* [WHAT YOU HAVE TO DO]
When you reach the line containing "Return one point per instance of the wall, each" in the entries below, begin reproducing lines exactly, and stop once the line containing "Return one point per instance of the road, each" is done.

* [RECORDS SUPPLIED]

%%

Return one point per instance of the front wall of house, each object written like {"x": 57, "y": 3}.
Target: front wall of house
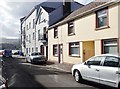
{"x": 84, "y": 31}
{"x": 40, "y": 26}
{"x": 30, "y": 31}
{"x": 119, "y": 26}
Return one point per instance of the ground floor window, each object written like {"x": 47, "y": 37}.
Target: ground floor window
{"x": 110, "y": 46}
{"x": 74, "y": 49}
{"x": 55, "y": 50}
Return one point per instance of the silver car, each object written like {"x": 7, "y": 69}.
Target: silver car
{"x": 103, "y": 69}
{"x": 36, "y": 57}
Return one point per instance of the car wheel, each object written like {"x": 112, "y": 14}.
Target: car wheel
{"x": 77, "y": 76}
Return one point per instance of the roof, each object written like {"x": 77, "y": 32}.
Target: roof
{"x": 83, "y": 11}
{"x": 48, "y": 9}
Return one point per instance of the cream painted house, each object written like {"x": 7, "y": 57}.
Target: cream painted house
{"x": 91, "y": 30}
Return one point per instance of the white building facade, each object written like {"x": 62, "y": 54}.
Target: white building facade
{"x": 34, "y": 25}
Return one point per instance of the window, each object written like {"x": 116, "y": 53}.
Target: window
{"x": 38, "y": 34}
{"x": 29, "y": 25}
{"x": 56, "y": 32}
{"x": 26, "y": 38}
{"x": 109, "y": 46}
{"x": 102, "y": 18}
{"x": 55, "y": 50}
{"x": 29, "y": 38}
{"x": 95, "y": 61}
{"x": 33, "y": 23}
{"x": 45, "y": 33}
{"x": 36, "y": 49}
{"x": 71, "y": 28}
{"x": 29, "y": 50}
{"x": 26, "y": 50}
{"x": 33, "y": 35}
{"x": 111, "y": 61}
{"x": 74, "y": 49}
{"x": 32, "y": 49}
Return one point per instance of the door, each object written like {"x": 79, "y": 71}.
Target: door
{"x": 90, "y": 69}
{"x": 42, "y": 49}
{"x": 109, "y": 72}
{"x": 60, "y": 53}
{"x": 88, "y": 50}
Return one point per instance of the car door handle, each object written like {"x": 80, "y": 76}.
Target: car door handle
{"x": 117, "y": 72}
{"x": 96, "y": 69}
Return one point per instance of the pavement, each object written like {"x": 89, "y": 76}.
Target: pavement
{"x": 53, "y": 64}
{"x": 64, "y": 66}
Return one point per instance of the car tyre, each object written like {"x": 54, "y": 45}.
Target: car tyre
{"x": 77, "y": 76}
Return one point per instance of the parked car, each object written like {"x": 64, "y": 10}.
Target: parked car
{"x": 36, "y": 57}
{"x": 103, "y": 69}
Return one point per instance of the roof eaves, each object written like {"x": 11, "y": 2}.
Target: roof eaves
{"x": 83, "y": 14}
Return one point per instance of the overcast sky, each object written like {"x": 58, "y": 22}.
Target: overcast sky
{"x": 12, "y": 10}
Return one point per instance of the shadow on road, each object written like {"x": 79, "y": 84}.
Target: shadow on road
{"x": 17, "y": 77}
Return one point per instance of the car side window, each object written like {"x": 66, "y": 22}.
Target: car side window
{"x": 111, "y": 61}
{"x": 95, "y": 61}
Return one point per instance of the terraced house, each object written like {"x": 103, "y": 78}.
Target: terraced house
{"x": 34, "y": 25}
{"x": 91, "y": 30}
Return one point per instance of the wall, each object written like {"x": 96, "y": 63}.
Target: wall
{"x": 84, "y": 31}
{"x": 30, "y": 31}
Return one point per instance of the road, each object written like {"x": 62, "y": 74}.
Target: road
{"x": 26, "y": 75}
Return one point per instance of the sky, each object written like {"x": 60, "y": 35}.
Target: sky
{"x": 12, "y": 10}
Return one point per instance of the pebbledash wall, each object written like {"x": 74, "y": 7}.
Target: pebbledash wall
{"x": 86, "y": 34}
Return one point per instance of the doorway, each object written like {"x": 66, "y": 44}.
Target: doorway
{"x": 60, "y": 57}
{"x": 88, "y": 49}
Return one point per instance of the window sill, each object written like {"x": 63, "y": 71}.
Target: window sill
{"x": 103, "y": 27}
{"x": 71, "y": 34}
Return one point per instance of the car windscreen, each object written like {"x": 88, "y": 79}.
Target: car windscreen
{"x": 34, "y": 54}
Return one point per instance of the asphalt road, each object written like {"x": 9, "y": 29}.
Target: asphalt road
{"x": 25, "y": 75}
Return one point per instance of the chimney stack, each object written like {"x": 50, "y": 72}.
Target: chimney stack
{"x": 66, "y": 7}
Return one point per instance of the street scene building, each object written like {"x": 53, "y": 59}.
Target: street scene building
{"x": 88, "y": 31}
{"x": 34, "y": 25}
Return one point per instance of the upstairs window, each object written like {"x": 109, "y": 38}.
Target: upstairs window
{"x": 71, "y": 28}
{"x": 102, "y": 18}
{"x": 56, "y": 32}
{"x": 29, "y": 25}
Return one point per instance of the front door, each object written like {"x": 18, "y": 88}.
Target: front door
{"x": 60, "y": 53}
{"x": 42, "y": 49}
{"x": 88, "y": 50}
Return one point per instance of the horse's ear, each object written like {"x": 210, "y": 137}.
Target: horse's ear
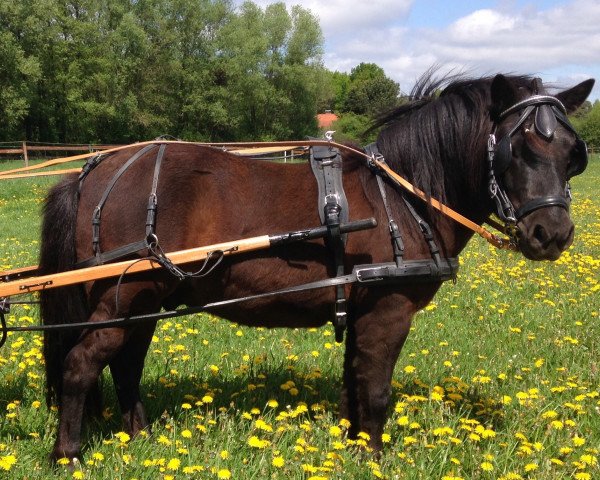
{"x": 504, "y": 94}
{"x": 574, "y": 97}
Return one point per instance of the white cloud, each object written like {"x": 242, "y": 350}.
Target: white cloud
{"x": 480, "y": 25}
{"x": 558, "y": 43}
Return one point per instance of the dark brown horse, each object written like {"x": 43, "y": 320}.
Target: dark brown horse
{"x": 206, "y": 196}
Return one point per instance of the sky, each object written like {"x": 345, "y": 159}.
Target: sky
{"x": 557, "y": 40}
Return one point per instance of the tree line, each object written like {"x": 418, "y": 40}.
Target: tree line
{"x": 123, "y": 70}
{"x": 117, "y": 71}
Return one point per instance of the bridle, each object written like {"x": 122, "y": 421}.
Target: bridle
{"x": 549, "y": 112}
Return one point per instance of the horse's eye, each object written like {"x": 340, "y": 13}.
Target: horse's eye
{"x": 579, "y": 159}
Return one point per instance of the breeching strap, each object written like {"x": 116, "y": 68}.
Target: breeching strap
{"x": 498, "y": 242}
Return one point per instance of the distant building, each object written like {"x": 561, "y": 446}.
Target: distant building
{"x": 326, "y": 119}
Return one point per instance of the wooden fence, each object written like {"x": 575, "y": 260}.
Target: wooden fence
{"x": 23, "y": 149}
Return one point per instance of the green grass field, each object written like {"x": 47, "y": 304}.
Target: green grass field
{"x": 498, "y": 380}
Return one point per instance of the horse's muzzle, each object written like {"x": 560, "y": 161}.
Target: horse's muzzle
{"x": 545, "y": 233}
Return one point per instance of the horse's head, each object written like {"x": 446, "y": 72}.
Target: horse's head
{"x": 533, "y": 152}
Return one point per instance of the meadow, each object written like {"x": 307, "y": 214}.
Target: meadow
{"x": 498, "y": 380}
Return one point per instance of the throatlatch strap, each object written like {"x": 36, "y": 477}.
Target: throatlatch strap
{"x": 396, "y": 236}
{"x": 326, "y": 164}
{"x": 398, "y": 246}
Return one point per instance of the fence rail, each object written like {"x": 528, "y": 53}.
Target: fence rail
{"x": 25, "y": 147}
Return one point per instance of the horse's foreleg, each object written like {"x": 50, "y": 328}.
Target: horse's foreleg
{"x": 81, "y": 370}
{"x": 373, "y": 344}
{"x": 126, "y": 369}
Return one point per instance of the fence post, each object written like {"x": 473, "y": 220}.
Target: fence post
{"x": 25, "y": 158}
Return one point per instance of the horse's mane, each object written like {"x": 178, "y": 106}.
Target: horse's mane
{"x": 435, "y": 138}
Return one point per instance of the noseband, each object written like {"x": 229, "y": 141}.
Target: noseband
{"x": 549, "y": 111}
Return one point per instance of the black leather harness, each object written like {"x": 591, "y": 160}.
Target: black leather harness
{"x": 326, "y": 164}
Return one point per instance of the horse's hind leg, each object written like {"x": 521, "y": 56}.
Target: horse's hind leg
{"x": 126, "y": 369}
{"x": 95, "y": 350}
{"x": 81, "y": 370}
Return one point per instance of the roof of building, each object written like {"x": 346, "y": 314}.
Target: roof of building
{"x": 326, "y": 119}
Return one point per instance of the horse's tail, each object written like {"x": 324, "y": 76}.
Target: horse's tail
{"x": 66, "y": 304}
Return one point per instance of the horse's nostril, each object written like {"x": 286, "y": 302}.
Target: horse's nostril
{"x": 539, "y": 233}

%%

* [YOUR RESPONSE]
Return one point per instance of the wall, each object written like {"x": 96, "y": 63}.
Target: wall
{"x": 84, "y": 31}
{"x": 30, "y": 31}
Return one point per instance of the road, each object written like {"x": 62, "y": 74}.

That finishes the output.